Interview de Karine Baillet

Parmi les Wonder Sport Women inspirantes, il y a Karine Baillet. Depuis toute petite, elle a cette rage qui caractérise les plus téméraires. Elle a sillonné le globe pour, sans cesse, repousser ses propres limites en pratiquant un sport peu connu : le Raid Aventure. Après avoir connu des zones parfois inaccessibles, en pleine nature, à l’autre du bout du monde, la voilà aujourd’hui auteure, leader, conférencière, organisatrice d’événements, vice-présidente de la fédération française de raid, et aussi maman.

Comment a-t-elle réussi à devenir capitaine d’une équipe mixte, à remporter LE Raid Gauloises avant de devenir vice-championne du monde, à se reconvertir après plus de vingt ans d’exploits, à s’imposer dans un monde d’hommes, tout en restant féminine ? J’ai voulu en savoir plus sur cette femme que j’ai eu le plaisir de rencontrer lors des Journées Nationales du Livre et du Vin à Saumur. Réponses à bâtons rompus.

Propos recueillis par Emmanuelle Jappert

Comment en es-tu arrivée à faire un sport peu connu, mais aussi peu pratiqué par les femmes ?

KB : Mes parents n’étaient pas sportifs mais ils m’ont toujours encouragée. Mon institutrice est allée les voir pour leur dire que ce serait bien que je fasse du sport, vu toute l’énergie que j’avais. Mon papa, dans son taxi, transportait le maire du Touquet, la ville où j’ai grandi, et il lui a parlé de la remarque de l’institutrice. Le maire lui a conseillé le club d’athlétisme pour que mes sœurs et moi puissions nous défouler. J’ai adoré cette activité jusqu’à l’adolescence. Vers 14-15 ans, j’ai commencé à faire des courses sur route. Jusqu’au jour où on m’a dit : « il nous faudrait une fille pour aller faire un raid à Lille. Est-ce que tu veux venir avec nous ? ». C’était le début d’une nouvelle activité qui allait très vite devenir ma passion. Vélo, course à pied, kayak, wakeboard… dans un raid on pratique des disciplines très différentes. C’est très varié et c’est ce que j’ai aimé.

« Vélo, course à pied, kayak, wakeboard… dans un raid on pratique des disciplines très différentes. »

Après, j’imagine que tu as eu une carrière de sportive de haut niveau tout en travaillant. Comment arrivais-tu à gérer un emploi du temps chargé ?

Entrées d'annotation par boîtes englobantes:
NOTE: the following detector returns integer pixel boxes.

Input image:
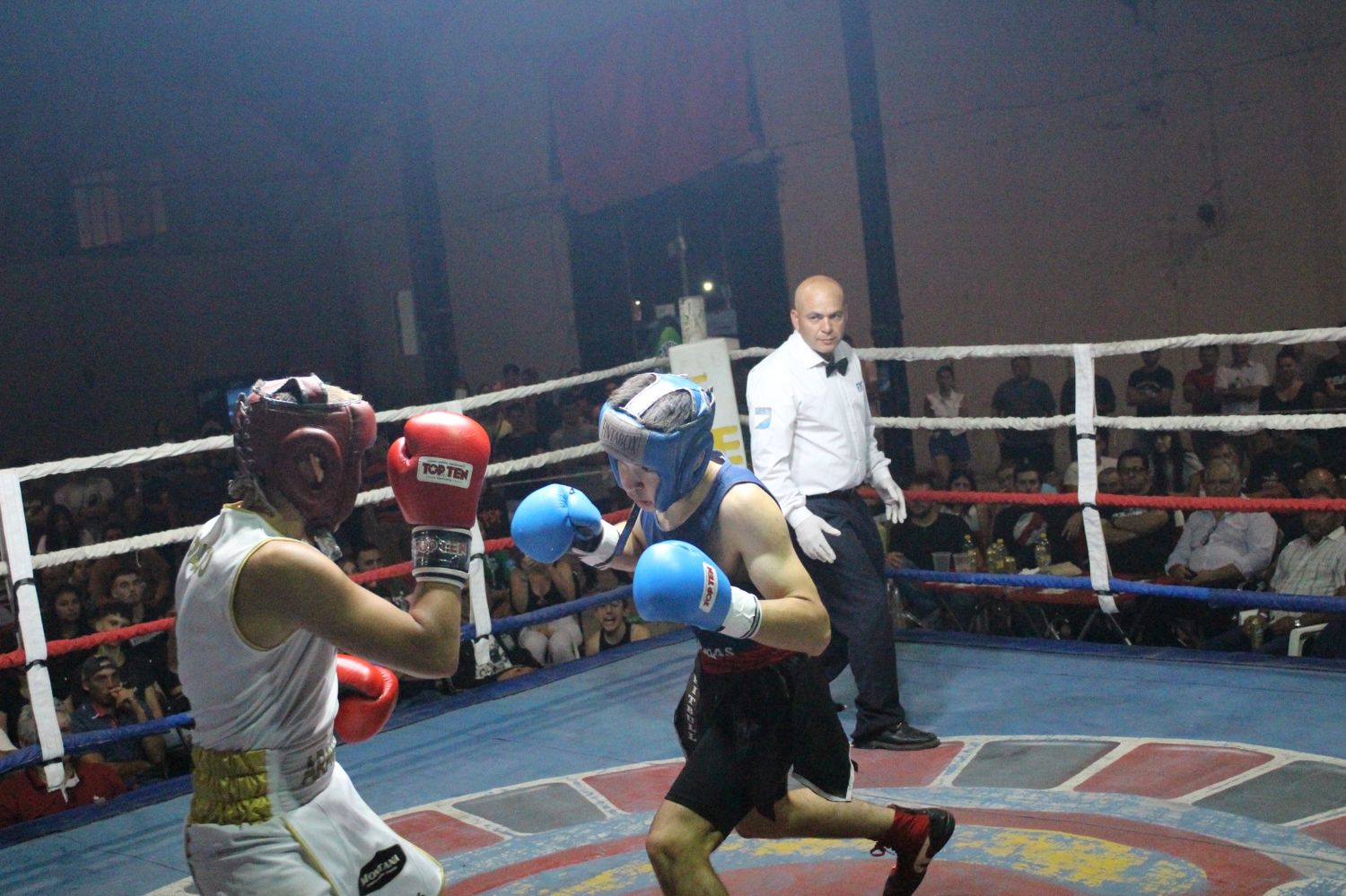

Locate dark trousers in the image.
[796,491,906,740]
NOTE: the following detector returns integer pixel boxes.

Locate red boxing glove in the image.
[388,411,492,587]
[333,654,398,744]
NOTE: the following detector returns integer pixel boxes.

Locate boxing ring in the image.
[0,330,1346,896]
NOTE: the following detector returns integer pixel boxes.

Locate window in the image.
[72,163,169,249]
--
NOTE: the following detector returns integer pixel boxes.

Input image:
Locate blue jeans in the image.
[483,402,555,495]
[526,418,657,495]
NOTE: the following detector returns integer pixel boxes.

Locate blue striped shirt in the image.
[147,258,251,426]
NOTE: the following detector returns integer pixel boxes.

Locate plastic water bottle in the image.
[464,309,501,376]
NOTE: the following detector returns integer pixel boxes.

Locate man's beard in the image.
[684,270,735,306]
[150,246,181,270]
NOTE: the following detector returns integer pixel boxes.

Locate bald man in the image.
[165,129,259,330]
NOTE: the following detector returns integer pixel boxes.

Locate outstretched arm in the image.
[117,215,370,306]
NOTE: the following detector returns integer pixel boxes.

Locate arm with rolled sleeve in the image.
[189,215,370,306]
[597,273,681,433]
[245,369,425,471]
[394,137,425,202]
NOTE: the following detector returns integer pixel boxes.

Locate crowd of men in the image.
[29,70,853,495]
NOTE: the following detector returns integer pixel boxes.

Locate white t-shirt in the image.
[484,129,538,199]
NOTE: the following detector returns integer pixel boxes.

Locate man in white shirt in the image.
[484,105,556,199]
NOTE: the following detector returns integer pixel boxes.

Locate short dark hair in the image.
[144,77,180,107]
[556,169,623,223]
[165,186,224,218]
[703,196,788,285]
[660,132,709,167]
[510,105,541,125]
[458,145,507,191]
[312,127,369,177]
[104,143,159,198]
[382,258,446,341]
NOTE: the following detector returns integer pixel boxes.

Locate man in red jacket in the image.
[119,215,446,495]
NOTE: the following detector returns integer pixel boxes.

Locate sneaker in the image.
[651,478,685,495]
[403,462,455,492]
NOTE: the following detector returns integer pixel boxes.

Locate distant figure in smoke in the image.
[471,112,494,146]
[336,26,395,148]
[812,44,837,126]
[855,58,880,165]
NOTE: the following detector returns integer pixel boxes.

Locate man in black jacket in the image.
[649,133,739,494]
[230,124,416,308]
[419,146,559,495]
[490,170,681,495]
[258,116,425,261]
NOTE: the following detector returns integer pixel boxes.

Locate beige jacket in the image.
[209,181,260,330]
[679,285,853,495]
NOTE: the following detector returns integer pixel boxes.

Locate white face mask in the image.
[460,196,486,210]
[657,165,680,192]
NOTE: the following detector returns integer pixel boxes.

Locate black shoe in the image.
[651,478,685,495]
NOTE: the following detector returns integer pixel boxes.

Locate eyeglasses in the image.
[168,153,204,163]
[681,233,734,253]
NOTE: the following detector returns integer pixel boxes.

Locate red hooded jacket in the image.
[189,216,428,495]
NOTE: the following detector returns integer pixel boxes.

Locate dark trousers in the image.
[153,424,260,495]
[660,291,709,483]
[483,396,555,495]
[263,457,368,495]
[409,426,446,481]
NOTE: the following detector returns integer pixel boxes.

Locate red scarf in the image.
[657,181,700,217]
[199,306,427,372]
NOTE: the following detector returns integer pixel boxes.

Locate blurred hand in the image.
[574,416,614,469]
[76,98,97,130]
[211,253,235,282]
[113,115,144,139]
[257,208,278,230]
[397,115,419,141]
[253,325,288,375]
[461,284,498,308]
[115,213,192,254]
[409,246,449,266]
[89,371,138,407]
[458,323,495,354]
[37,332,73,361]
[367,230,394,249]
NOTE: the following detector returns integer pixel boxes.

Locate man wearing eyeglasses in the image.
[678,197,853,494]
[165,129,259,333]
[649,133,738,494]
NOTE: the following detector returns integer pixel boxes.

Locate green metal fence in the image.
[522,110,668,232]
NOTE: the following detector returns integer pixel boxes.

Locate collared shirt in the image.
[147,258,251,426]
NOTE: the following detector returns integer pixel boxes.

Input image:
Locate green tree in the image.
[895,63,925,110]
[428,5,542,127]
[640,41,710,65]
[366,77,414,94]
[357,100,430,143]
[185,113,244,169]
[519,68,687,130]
---
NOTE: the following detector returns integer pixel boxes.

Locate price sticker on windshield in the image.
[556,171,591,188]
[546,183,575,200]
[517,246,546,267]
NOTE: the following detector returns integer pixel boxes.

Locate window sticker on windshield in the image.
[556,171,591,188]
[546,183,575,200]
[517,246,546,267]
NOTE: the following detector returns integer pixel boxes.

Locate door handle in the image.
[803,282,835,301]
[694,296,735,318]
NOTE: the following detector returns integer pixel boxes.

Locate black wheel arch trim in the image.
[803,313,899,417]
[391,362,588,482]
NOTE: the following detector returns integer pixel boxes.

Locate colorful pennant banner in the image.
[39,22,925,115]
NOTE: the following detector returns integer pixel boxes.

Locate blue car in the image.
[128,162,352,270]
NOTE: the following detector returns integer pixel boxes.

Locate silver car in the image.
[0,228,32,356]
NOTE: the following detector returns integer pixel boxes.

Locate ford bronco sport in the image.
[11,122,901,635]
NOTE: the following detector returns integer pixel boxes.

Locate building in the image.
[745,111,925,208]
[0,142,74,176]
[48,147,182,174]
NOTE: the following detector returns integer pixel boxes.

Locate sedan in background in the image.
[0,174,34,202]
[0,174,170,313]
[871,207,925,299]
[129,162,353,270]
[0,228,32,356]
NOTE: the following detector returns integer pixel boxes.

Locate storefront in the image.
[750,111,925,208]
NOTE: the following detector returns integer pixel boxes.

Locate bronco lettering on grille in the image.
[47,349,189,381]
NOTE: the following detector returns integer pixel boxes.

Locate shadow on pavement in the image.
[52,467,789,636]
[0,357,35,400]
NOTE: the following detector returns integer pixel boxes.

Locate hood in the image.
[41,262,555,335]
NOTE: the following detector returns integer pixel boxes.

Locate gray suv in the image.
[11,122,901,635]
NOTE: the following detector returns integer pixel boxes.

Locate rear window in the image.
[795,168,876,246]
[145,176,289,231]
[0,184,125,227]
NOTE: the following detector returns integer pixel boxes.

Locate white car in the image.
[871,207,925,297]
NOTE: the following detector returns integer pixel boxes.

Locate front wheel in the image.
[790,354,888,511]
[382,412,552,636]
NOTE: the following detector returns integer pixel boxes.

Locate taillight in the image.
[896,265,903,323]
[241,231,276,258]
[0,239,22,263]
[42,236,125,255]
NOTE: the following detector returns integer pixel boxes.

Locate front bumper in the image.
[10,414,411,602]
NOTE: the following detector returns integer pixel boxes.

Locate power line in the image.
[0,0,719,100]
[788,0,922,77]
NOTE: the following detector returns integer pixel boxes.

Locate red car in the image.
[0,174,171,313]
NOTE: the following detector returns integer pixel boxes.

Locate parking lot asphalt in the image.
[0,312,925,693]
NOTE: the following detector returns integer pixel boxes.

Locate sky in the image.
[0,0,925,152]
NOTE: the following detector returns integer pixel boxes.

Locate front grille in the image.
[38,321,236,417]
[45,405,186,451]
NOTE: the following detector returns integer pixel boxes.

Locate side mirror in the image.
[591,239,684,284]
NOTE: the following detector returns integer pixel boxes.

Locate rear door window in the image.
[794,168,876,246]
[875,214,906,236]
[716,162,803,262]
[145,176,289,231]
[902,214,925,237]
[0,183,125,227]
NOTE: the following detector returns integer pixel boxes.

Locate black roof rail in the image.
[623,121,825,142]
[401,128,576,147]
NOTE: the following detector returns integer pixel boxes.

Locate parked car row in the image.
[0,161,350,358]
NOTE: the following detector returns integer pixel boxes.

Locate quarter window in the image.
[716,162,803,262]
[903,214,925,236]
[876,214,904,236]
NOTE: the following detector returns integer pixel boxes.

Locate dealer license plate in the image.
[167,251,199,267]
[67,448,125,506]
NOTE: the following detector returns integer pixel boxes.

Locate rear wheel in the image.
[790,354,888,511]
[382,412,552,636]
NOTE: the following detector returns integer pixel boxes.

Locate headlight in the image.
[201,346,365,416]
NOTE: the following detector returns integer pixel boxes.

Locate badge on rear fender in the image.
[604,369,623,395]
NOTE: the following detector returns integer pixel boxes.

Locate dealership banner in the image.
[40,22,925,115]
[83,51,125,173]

## [Consigne]
Poursuivez l'entretien avec Karine Baillet, reproduit plus haut, à la suite de sa dernière phrase.

## [Corrigé]
KB : J’ai toujours travaillé bien sûr. En France, on ne passe pas professionnel aussi facilement qu’aux États-Unis. J’ai commencé par être professeur de fitness. Puis j’ai repris mes études pour obtenir le CAPEPS. C’est comme ça que je suis devenue prof d’EPS à 25 ans. Je demandais des congés au rectorat quand je devais partir en raid. Parallèlement à cette activité d’enseignante, j’organisais (et j’organise toujours via ma société KBO organisation) aussi des évènements comme le Touquet Raid Pas de Calais, le Touquet raid amazones, le trail des 2 baies…

Comment es-tu passée des raids amateurs aux Raids Gauloises, le must des raids ?

KB : Par chance, les sélections avaient lieu dans la région du Pas de Calais. Il fallait faire 400 km de vélo, 100 km de canoë et faire rallier le Touquet à Lille en courant, soit 200 km! Au terme de ces épreuves, on pouvait concourir pour le fameux Raid Gauloises. Tout le monde me disait : « Tu vas voir, il faut faire 1000km, en 5-6 jours, tu dors très peu car il n’y a pas d’arrêt la nuit, on est en équipe du début à la fin, c’est une course difficile ». Mais cette expérience a été le début d’une passion. J’ai ensuite été recrutée pour non plus finir un Raid Gauloises mais essayer de le gagner ! Nous avons remporté le Raid Gauloises en 2002 au Vietnam. Puis je suis devenue capitaine dans ce milieu masculin et avec mon équipe. Nous sommes devenus deux fois vice-champions du monde. En 2010, j’ai lancé « Le Grand Raid » de la Région Nord Pas de Calais. Dans cette zone réputée improbable pour un raid aventure nous avons fait venir les meilleures équipes de monde. Quel souvenir !

Quand et pourquoi as-tu cessé de faire des Raids alors qu’il n’y a pas de limite d’âge ?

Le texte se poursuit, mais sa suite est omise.